• [Work required]
Search the records for the string "short", then copy each line that has it.

[Segmentation mask data]
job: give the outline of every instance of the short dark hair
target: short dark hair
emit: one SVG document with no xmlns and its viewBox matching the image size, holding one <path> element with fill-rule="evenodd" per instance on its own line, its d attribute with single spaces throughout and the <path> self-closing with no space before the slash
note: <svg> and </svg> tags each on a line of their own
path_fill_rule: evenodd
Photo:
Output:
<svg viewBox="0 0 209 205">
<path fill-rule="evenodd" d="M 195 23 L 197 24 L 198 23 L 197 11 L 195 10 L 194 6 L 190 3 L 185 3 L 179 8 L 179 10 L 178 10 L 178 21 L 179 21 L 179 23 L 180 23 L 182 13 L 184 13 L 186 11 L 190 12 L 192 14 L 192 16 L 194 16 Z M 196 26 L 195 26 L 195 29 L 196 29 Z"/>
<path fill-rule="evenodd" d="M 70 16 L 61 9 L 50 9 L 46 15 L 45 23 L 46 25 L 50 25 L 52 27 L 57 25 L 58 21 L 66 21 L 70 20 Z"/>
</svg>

• [Result of this exercise]
job: give the outline of every instance of the short dark hair
target: short dark hair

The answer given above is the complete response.